## Input
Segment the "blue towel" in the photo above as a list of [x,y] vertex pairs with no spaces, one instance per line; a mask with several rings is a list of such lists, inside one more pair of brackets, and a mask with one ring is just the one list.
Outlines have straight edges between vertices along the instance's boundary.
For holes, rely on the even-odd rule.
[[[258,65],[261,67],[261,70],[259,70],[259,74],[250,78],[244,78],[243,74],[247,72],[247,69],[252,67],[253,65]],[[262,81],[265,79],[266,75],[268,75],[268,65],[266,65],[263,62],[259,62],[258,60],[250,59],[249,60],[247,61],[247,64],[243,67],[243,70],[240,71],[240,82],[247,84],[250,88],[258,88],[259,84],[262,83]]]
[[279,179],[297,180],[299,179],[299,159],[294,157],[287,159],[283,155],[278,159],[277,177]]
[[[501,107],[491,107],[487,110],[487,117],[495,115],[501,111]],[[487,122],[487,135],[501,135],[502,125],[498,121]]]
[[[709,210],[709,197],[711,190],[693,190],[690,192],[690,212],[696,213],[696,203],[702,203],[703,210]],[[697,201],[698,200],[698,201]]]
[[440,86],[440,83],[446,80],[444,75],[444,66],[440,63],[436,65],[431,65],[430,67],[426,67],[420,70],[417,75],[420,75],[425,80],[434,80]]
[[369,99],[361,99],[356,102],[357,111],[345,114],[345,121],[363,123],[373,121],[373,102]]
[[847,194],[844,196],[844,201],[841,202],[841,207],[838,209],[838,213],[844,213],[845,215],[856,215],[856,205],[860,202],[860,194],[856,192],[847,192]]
==
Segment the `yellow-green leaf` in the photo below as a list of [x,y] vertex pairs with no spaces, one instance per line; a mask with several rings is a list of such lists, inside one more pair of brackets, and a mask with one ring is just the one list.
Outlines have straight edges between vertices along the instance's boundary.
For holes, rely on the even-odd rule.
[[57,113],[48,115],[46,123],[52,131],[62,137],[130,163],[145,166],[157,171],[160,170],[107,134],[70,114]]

## Exercise description
Return every line above that contains the word "lists". Case counts.

## Solution
Segment the "blue towel" in the photo above as a list of [x,y] vertex pairs with no spaces, one instance per line; a mask with several rings is a list of such lists, inside one more pair of brackets, and a mask with one ring is just the one list.
Segment the `yellow-green leaf` in the photo below as a list of [x,y] vertex pairs with no spaces, one instance per line; a mask with several rings is a list of such lists, inside one more pair of brackets, and a mask with one ring is just the one list.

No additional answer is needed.